* _Task set_:
1 > Answer these three questions using the surface data preparation page:
(a) What is the default probe radius for sph-ms?
(b) What does the -X option of sph-ms do?
(c) What kind of files do the four ring commands create?
2 > Rewrite everything from "Note: This is" down to "the polygonal prism." in the surface data preparation page, substituting "depth" for "thickness".

* _Text excerpt_:
****************
Surface Data Preparation.

sph-ms

Create a dot surface representation color coded by sphere type.

usage:
sph-ms [options] mol.sph mol.dot [> output] 

  options:
    -r probe_radius -- default 1.6 angstroms
    -d dot_density  -- default 6.0, larger for more dots
    -s sphere_cut   -- default none, only dots within this radius
    -o X0 Y0 Z0     -- default origin, center used with -s option
    -x X1 Y1 Z1     -- -o with -x (and no -s) cuts out a box
    -e exclude.sph  -- spheres whose surface is not output
                       (note:  must be mutually exclusive with input *.sph)
    -X              -- force overwrite of dot output

ms ms-input

These are used by the sph-ms script to create primitives.

Note: This is a modified (old) version of Mike Connolly's code, the one distributed with FRODO.

pdb-pro-ring
pdb-nuc-ring
pdb-ribo-ring
pdb-hex-ring

Create aromatic or sugar ring polygons as *.tri files. The 'radius' is the thickness of the polygonal prism.

usage:
pdb-pro-ring [options] input.pdb output.tri
pdb-nuc-ring [options] input.pdb output.tri
pdb-ribo-ring [options] input.pdb output.tri
pdb-hex-ring [options] input.pdb output.tri

  Options:
    -r radius     -- default 'radius' is very small for a flat ring.
    -c file.color -- only first three lines of 'file.color' are read
                     defaults to normal ribbons sequence colors.
****************
* _Supplied entries_:
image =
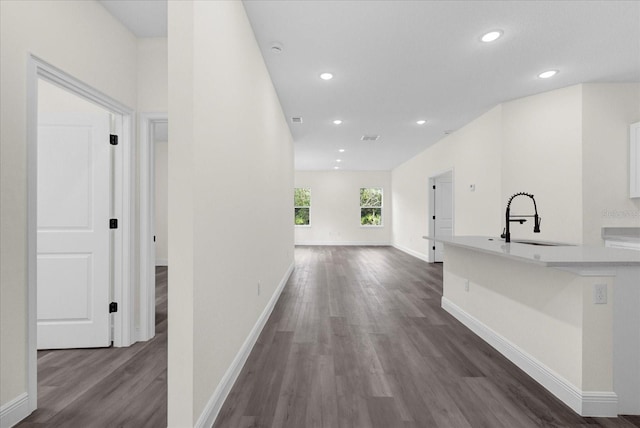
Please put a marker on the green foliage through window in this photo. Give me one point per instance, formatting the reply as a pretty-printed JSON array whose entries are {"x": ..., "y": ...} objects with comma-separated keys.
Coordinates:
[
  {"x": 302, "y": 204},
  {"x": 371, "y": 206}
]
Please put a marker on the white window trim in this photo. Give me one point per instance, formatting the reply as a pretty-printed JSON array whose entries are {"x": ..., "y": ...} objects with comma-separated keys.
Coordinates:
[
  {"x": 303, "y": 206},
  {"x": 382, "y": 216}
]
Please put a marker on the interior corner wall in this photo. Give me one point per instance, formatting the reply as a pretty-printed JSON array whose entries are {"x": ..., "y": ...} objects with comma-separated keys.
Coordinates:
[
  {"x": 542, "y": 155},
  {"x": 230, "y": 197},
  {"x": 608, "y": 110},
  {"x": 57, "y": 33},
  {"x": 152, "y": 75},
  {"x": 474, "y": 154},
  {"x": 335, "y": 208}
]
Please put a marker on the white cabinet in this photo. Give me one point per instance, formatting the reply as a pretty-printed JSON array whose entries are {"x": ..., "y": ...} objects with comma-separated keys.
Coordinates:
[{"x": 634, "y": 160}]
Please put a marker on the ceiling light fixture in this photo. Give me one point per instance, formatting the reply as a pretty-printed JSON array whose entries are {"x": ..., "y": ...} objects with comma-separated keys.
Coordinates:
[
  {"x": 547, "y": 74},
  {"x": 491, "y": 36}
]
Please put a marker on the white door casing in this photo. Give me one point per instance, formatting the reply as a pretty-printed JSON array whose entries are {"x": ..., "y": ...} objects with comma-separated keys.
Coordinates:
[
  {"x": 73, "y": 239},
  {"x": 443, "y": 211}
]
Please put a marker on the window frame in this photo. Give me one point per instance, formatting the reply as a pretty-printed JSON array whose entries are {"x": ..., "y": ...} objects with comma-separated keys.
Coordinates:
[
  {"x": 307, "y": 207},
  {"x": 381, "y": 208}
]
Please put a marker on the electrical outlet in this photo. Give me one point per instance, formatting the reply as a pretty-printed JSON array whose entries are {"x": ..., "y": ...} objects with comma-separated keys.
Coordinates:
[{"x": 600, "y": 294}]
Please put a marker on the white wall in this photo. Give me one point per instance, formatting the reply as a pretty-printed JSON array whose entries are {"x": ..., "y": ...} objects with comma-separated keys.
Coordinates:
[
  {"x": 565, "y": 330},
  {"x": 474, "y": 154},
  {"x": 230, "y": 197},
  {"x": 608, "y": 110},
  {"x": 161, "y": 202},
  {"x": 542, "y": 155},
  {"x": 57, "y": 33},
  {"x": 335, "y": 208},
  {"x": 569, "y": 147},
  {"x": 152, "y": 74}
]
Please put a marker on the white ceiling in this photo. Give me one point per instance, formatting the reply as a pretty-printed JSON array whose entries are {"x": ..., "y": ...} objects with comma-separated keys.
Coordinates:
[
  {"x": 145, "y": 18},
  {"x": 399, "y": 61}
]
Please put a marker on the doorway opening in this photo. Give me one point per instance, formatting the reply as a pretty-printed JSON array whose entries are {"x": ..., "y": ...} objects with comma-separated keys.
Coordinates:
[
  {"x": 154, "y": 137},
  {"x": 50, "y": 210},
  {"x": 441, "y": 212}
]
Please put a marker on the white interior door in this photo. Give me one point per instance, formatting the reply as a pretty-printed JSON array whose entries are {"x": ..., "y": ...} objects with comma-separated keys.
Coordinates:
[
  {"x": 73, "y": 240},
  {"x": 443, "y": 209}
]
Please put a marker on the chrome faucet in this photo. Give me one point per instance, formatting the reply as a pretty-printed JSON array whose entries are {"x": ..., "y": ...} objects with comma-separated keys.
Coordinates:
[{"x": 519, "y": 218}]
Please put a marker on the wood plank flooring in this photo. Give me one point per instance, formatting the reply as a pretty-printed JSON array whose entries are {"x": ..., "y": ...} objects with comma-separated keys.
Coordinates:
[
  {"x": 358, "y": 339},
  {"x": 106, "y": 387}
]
****************
* _Written answers_:
1 >
(a) 1.6 angstroms
(b) It forces an overwrite of the dot output.
(c) *.tri files containing aromatic or sugar ring polygons

2 >
Note: This is a modified (old) version of Mike Connolly's code, the one distributed with FRODO.

pdb-pro-ring
pdb-nuc-ring
pdb-ribo-ring
pdb-hex-ring

Create aromatic or sugar ring polygons as *.tri files. The 'radius' is the depth of the polygonal prism.